Job 1. From the thread on tubs versus buckets, extract the passage from "## bubblerking (Jul" up to and including "(Jul 14, 2008)".
Job 2.
Answer these questions about the thread on tubs versus buckets.
(a) What size are the net pots in the first post?
(b) In the post dated Jul 13, 2008, what should a tub's drain be attached to?
(c) What does Roullette ask?

Given text.

========================================================================

I use 12.5 gal rubbermaid tubs with about 8-9 gal of nutes in them for three plants. The plants are in 5" net pots. I have had nothing but success so far and plan to keep using them.


----------



## bubblerking (Jul 13, 2008)

Buckets work great but are more high maint. Use tubs with drain attached to a pump. Its easy turn pump on when you want to drain you dont even have to go in your grow room if you dont want. Keep it simple buckets only hold a small amount of water wich makes the ph go up or down like crazy with large amounts of water you will have a more stable ph wich in return gives you higher yeilds this is were i love tubs also small amounts of water heat up quicker wich is bad tubs are best in my opion


----------



## Roullette (Jul 14, 2008)

bubblerking said:


> Buckets work great but are more high maint. Use tubs with drain attached to a pump. Its easy turn pump on when you want to drain you dont even have to go in your grow room if you dont want. Keep it simple buckets only hold a small amount of water wich makes the ph go up or down like crazy with large amounts of water you will have a more stable ph wich in return gives you higher yeilds this is were i love tubs also small amounts of water heat up quicker wich is bad tubs are best in my opion


what size of bins are you using?

========================================================================

Source material.
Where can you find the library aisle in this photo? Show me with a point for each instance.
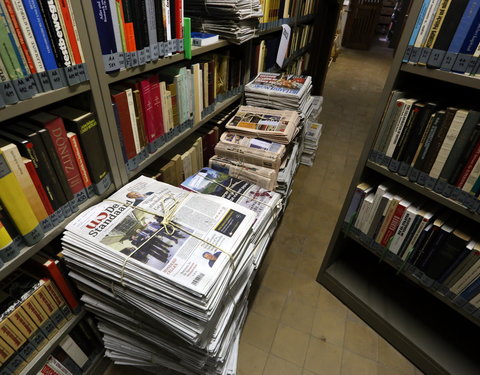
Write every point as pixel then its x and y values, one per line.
pixel 295 326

========================================================================

Correct response 1.
## bubblerking (Jul 13, 2008)

Buckets work great but are more high maint. Use tubs with drain attached to a pump. Its easy turn pump on when you want to drain you dont even have to go in your grow room if you dont want. Keep it simple buckets only hold a small amount of water wich makes the ph go up or down like crazy with large amounts of water you will have a more stable ph wich in return gives you higher yeilds this is were i love tubs also small amounts of water heat up quicker wich is bad tubs are best in my opion


----------



## Roullette (Jul 14, 2008)

Correct response 2.
(a) 5"
(b) A pump
(c) What size of bins are you using?